### SELECTION
====================

Congratulations and thank you to our brilliant soloists, accompanist and conductor!

Thursday, September 27, 2012

Petite Messe Solenelle on 29 September

Our next concert: Rossini's Petite Messe Solenelle


Saturday 29 September, 7:30pm at
Knox Church



City of Dunedin Choir and soloists present Rossini's Petite Messe Solennelle with accompaniment on two pianos and organ, conducted by David Burchell. We look forward to performing with our favourite artists:

Emma Fraser - soprano, Amanda Cole - Mezzo-soprano, Matthew Wilson - tenor, Julien van Mellaerts - bass
Pianists: John van Buskirk and Sandra Crawshaw
Organist: Simon Mace

Rossini, the 19th century Italian composer, was known for his sense of humour. So it is that his Petite Messe Solennelle is neither little, nor solemn. Although of a sacred nature, it is unmistakably operatic in style, abounding in memorable tunes and rhythmic vitality. It is an elegant and refined work. 


Tickets are on sale now, available from:
Beggs MusicWorks, Lower Stuart Street
or
Knox Church Office
or
Phone Clare (03) 476 2426
or at the door on Saturday

Adults $30, Unwaged $20, Students with ID $10
Accompanied school children enter free. Cash or cheque only.

====================

### INFORMATION SHOWN
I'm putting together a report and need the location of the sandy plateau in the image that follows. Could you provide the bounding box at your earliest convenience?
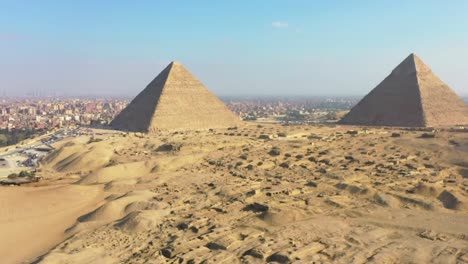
[0,124,468,264]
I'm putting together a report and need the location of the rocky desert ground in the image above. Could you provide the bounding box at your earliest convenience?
[0,124,468,263]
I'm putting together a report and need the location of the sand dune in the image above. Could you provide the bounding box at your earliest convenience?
[0,185,103,263]
[3,124,468,263]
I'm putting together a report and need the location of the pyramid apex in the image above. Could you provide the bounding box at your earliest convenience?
[392,53,431,74]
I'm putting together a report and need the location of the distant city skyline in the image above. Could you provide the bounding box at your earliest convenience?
[0,0,468,98]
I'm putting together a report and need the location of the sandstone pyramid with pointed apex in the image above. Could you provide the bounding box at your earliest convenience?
[111,62,240,133]
[340,54,468,127]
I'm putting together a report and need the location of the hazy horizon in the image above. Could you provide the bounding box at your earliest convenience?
[0,1,468,97]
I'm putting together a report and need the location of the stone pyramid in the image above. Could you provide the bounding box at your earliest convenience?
[110,62,240,133]
[340,54,468,127]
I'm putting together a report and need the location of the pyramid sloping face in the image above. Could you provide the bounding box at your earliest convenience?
[111,62,240,132]
[340,54,468,127]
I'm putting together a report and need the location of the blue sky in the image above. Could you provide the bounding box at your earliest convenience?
[0,0,468,95]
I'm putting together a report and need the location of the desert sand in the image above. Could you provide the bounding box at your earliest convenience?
[1,124,462,263]
[0,184,103,263]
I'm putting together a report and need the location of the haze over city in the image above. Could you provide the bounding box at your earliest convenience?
[0,0,468,264]
[0,0,468,96]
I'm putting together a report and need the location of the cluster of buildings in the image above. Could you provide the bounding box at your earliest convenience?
[225,97,359,122]
[0,94,357,131]
[0,98,128,130]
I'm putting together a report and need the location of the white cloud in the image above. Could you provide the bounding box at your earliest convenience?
[271,21,289,28]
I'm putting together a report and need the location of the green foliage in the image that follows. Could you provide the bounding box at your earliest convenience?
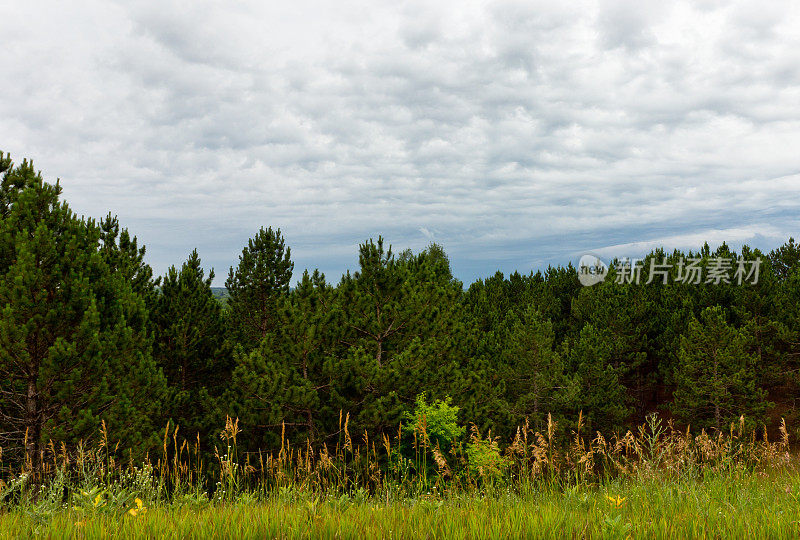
[0,153,164,467]
[151,250,232,439]
[672,307,770,429]
[467,424,509,484]
[225,227,294,351]
[403,392,466,452]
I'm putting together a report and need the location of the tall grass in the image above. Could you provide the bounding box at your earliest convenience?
[0,415,800,538]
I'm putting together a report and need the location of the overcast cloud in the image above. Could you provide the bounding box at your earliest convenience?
[0,0,800,285]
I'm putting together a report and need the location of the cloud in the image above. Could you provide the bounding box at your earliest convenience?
[0,0,800,283]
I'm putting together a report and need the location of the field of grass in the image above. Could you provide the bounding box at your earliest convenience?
[0,417,800,539]
[0,473,800,538]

====================

### PROBLEMS
a. Transcribe the concert announcement from "Rossini, the 19th" to "and refined work.", inclusive.
b. Who is listed as the organist in the concert announcement?
c. Can you continue the concert announcement for the Rossini performance from where it stops?

### EXPECTED RESULTS
a.
Rossini, the 19th century Italian composer, was known for his sense of humour. So it is that his Petite Messe Solennelle is neither little, nor solemn. Although of a sacred nature, it is unmistakably operatic in style, abounding in memorable tunes and rhythmic vitality. It is an elegant and refined work.

b. Simon Mace

c.
Exchange your admission voucher for a concert programme at the door.

Tuesday, August 7, 2012

Another super evening at rehearsal

Wow! What a cracker of an evening it was. We had John van Buskirk there - he's one of the pianists for the Rossini concert on 29 September. So, the evening was dedicated to "Petite Messe Solennelle" - a most pleasant and enjoyable work. It is just glorious to sing! Add to that John's expert accompaniment and you have a winner, for sure.

Have I mentioned before that we laugh a lot at rehearsals? There is always something that cracks us up. Tonight it was the final coda of the "messe solennelle" that was anything but "solennelle"! As John played out the last 9 bars of the 'Agnus Dei', we started sniggering, and finally gave up trying to be polite, and roared with laughter!

You may wonder why? Well, you really had to be there, but I can tell you I now understand why people say Rossini had a brilliant sense of humour. After the final 'dona nobis pacem' you think the movement will end now, except it doesn't...

So rather than trying to describe it to you, have a listen to the beautiful "Agnus Dei' performed here by Brigitte Fassbaender, Mezzo-Soprano, with Katia and Marielle Labeque playing the pianos, the Choir of King's College, Cambridge, and Stephen Cleobury, Conductor

Saturday, August 4, 2012

Talented soloists for "Petite Messe"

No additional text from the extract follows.